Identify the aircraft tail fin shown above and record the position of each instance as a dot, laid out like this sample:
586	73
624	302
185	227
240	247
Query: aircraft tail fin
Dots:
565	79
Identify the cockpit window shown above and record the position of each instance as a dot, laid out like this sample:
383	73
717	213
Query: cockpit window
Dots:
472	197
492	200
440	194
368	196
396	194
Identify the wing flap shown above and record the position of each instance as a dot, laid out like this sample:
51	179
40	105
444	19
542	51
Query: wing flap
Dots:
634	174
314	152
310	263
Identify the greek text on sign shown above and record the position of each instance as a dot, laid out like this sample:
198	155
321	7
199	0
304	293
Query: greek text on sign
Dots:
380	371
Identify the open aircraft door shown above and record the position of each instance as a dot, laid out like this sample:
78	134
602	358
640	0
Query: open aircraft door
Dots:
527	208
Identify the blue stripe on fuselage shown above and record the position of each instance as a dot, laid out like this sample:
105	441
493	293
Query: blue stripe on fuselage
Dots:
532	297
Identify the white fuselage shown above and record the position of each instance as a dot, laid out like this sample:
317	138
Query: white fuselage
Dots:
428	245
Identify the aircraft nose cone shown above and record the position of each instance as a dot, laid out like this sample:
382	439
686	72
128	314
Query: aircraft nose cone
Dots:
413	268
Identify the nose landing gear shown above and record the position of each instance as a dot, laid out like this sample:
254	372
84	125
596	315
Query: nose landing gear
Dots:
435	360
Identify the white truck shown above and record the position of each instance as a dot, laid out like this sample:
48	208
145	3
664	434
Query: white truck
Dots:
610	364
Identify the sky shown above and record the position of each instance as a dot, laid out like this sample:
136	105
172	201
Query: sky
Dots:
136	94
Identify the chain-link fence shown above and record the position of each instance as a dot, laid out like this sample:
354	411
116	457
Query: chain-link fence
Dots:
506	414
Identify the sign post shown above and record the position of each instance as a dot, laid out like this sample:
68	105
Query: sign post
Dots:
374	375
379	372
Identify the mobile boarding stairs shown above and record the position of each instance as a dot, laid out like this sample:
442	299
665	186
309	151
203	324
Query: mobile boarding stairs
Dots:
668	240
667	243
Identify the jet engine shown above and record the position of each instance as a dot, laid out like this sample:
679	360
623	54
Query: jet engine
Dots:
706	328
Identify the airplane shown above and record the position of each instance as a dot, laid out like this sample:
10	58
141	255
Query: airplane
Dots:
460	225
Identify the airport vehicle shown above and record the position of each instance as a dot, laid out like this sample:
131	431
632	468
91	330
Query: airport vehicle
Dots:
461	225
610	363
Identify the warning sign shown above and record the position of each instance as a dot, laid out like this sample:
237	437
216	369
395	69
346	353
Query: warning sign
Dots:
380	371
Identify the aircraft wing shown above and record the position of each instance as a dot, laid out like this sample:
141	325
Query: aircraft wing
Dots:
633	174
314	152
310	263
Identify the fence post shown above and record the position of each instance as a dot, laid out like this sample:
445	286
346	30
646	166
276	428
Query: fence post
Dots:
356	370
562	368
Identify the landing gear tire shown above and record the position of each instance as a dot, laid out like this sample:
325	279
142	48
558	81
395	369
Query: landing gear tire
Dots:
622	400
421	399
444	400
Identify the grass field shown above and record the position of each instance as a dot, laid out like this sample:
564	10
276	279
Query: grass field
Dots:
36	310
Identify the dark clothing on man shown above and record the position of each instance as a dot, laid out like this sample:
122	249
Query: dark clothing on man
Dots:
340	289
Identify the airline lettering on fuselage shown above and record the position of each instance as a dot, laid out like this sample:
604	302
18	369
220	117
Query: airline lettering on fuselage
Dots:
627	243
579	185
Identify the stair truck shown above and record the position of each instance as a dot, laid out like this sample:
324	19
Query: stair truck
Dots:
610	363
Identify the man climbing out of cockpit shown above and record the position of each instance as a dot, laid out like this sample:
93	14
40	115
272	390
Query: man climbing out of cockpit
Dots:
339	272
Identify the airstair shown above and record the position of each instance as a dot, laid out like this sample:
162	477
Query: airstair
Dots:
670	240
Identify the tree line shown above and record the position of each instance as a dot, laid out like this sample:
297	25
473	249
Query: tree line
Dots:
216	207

TASK DETAILS »
Write out every line of the material above as a JSON array of strings, one string per line, leaving out any blank lines.

COMPLETE RESPONSE »
[
  "Identify the aircraft tail fin shown above and record the position of each instance as a dot, laid out like this sample:",
  "586\t73",
  "624\t302",
  "185\t227",
  "240\t247",
  "Query: aircraft tail fin",
  "Dots:",
  "565\t79",
  "Identify the cockpit window shown above and record the position of each instance as a dot, laid out like this sample:",
  "383\t73",
  "717\t213",
  "Query: cockpit window",
  "Dots:",
  "472\t197",
  "492\t200",
  "440\t194",
  "368\t196",
  "396\t194",
  "Identify the wing flap shown above and record the position of each instance as a dot, laid out like this sample:",
  "51\t179",
  "40\t105",
  "444\t19",
  "542\t51",
  "Query: wing flap",
  "Dots:",
  "634\t174",
  "314\t152",
  "310\t263",
  "Identify the greek text on sign shown above and record the position of each instance as a dot, laid out like this sample:",
  "198\t155",
  "321\t7",
  "199\t0",
  "304\t293",
  "Query: greek text on sign",
  "Dots:",
  "380\t371",
  "Identify the open aircraft door shown above and record the position of each instance as a dot, laid out like this sample:",
  "78\t134",
  "602\t358",
  "640\t0",
  "Query: open aircraft door",
  "Dots:",
  "527\t208",
  "Identify the blue stripe on fuselage shown above and record the position of each instance as a dot, laid out like this sample:",
  "105\t441",
  "493\t293",
  "Query: blue stripe on fuselage",
  "Dots:",
  "532\t297",
  "Identify the white fuselage shown above and record the position of each instance as a dot, laid out like this sample:",
  "317\t138",
  "Query: white fuselage",
  "Dots:",
  "428\t245",
  "Identify the aircraft nose cone shown above and record the position of each instance as a dot, laid out like this sample:",
  "382\t439",
  "686\t72",
  "128\t314",
  "Query: aircraft nose cone",
  "Dots:",
  "413\t268",
  "Identify the nose landing gear shown above and record the position of each instance as a dot, laid out like this sample:",
  "254\t372",
  "84\t125",
  "596\t315",
  "Query: nose landing gear",
  "Dots:",
  "435\t360",
  "Identify the white truck shown above and record the position of each instance as a dot, laid out like this sample:",
  "48\t208",
  "145\t3",
  "664\t434",
  "Query: white truck",
  "Dots:",
  "610\t364",
  "Identify the sky shown above and record the position of each instance as a dot, laid out like this sample:",
  "136\t105",
  "172\t201",
  "Query: sky",
  "Dots:",
  "136\t94",
  "Identify the chain-link fence shown above and record the position of each instance as a dot, laid out like this sample:",
  "354\t411",
  "116\t457",
  "Query: chain-link fence",
  "Dots:",
  "506\t414",
  "Identify the sign post shown above and record the position of each instance as a dot, laid out like this sample:",
  "68\t105",
  "Query: sign post",
  "Dots:",
  "374\t375",
  "379\t372",
  "Identify the mobile boarding stairs shown above and record the position of each instance as a dot, laid out like this sample:",
  "442\t299",
  "665\t186",
  "309\t151",
  "203\t324",
  "Query: mobile boarding stairs",
  "Dots:",
  "668\t240",
  "667\t243",
  "Identify the jet engine shown above and record the position of each instance as a dot, laid out like this sample:",
  "679\t360",
  "623\t54",
  "Query: jet engine",
  "Dots:",
  "706\t328",
  "Identify the airplane shown above and record the position of each instance as a dot, laid out like this sample:",
  "10\t58",
  "141\t255",
  "Query: airplane",
  "Dots:",
  "460\t225",
  "Identify the airport vehicle shown above and record the position of each instance as a dot, laid out like this sample:",
  "131\t431",
  "632\t468",
  "91\t330",
  "Query: airport vehicle",
  "Dots:",
  "461\t225",
  "610\t363",
  "Identify the warning sign shown above and record the position of each instance as a dot, laid out like this sample:",
  "237\t437",
  "216\t369",
  "395\t69",
  "346\t353",
  "Query: warning sign",
  "Dots:",
  "380\t371",
  "Identify the aircraft wing shown above and record the position of each instance as a dot, laid out like this sample:",
  "141\t325",
  "Query: aircraft wing",
  "Dots:",
  "633\t174",
  "314\t152",
  "310\t263",
  "Identify the fence post shown above and record the position of each instance as a dot, laid out like this sample:",
  "445\t286",
  "346\t30",
  "646\t166",
  "276\t428",
  "Query: fence post",
  "Dots:",
  "356\t370",
  "562\t368",
  "Identify the landing gear tire shown above and record the position of each instance as a dot, laid out like this sample:",
  "325\t279",
  "142\t48",
  "558\t81",
  "395\t369",
  "Query: landing gear tire",
  "Dots:",
  "622\t400",
  "421\t399",
  "444\t400",
  "Identify the grass field shown above and record the position of each instance as a dot, laid out like this sample:",
  "564\t10",
  "276\t279",
  "Query: grass field",
  "Dots:",
  "36\t310",
  "Identify the dark clothing on man shown above and record the position of each instance as a dot, laid out like this sample:",
  "122\t249",
  "Query: dark clothing on man",
  "Dots:",
  "340\t289",
  "Identify the airline lettering on fuselage shown above and record the position of each instance as a dot, laid out like this sample:",
  "604\t302",
  "18\t369",
  "220\t117",
  "Query: airline lettering on fuselage",
  "Dots:",
  "627\t243",
  "579\t185",
  "Identify the stair truck shown above and record the position of each instance as a dot, laid out like this sample:",
  "324\t19",
  "Query: stair truck",
  "Dots:",
  "610\t363",
  "Identify the man climbing out of cockpit shown above and record the position of each instance as a dot, laid out like this sample:",
  "93\t14",
  "40\t115",
  "272\t390",
  "Query: man climbing out of cockpit",
  "Dots:",
  "339\t272",
  "Identify the airstair shown above and record the position of each instance as a dot, laid out like this sample:",
  "162\t477",
  "Query: airstair",
  "Dots:",
  "670\t240",
  "Identify the tree line shown above and record the position of each instance as a dot, laid out like this sample:",
  "297\t25",
  "473\t249",
  "Query: tree line",
  "Dots:",
  "216\t207"
]